## Work item
Respond with the count alone after checking every line in the material below for "trees".

Provided records below:

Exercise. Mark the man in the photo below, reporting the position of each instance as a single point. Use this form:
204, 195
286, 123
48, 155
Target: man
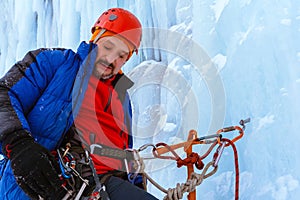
76, 103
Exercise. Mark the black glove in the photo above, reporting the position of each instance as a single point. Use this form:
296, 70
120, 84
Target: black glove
34, 167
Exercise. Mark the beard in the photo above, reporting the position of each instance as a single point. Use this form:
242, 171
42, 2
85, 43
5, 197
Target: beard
101, 75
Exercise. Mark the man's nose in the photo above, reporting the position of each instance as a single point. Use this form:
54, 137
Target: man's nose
111, 58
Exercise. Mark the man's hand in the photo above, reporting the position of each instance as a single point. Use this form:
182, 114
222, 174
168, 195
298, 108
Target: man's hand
34, 167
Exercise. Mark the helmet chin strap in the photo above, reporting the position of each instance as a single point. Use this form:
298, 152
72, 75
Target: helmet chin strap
107, 77
99, 35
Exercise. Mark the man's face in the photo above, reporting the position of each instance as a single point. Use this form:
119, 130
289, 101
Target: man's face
112, 55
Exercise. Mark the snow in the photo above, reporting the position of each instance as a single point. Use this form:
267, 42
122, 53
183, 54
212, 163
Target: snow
202, 65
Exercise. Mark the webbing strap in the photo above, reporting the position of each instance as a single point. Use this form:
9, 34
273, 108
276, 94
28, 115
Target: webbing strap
111, 152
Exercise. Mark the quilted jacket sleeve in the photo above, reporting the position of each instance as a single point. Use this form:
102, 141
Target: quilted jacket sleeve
22, 85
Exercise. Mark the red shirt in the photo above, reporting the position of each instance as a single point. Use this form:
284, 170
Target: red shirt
101, 121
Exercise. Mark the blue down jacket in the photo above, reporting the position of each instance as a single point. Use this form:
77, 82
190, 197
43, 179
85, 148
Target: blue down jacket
42, 94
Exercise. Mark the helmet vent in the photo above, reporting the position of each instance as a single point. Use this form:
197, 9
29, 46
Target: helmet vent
113, 17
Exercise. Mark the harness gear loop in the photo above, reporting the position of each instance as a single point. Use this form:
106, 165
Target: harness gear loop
191, 184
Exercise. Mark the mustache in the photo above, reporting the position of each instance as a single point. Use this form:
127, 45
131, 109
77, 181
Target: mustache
103, 62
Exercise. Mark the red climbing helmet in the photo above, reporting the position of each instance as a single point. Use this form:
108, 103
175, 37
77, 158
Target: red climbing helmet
121, 22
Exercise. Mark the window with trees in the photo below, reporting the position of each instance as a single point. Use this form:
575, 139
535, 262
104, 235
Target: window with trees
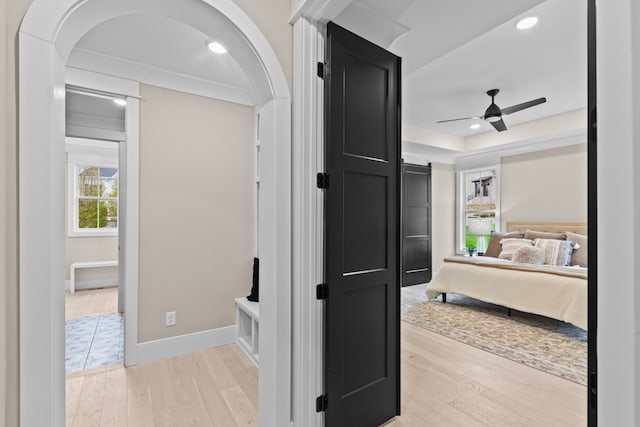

End of Provided records.

## Exercise response
2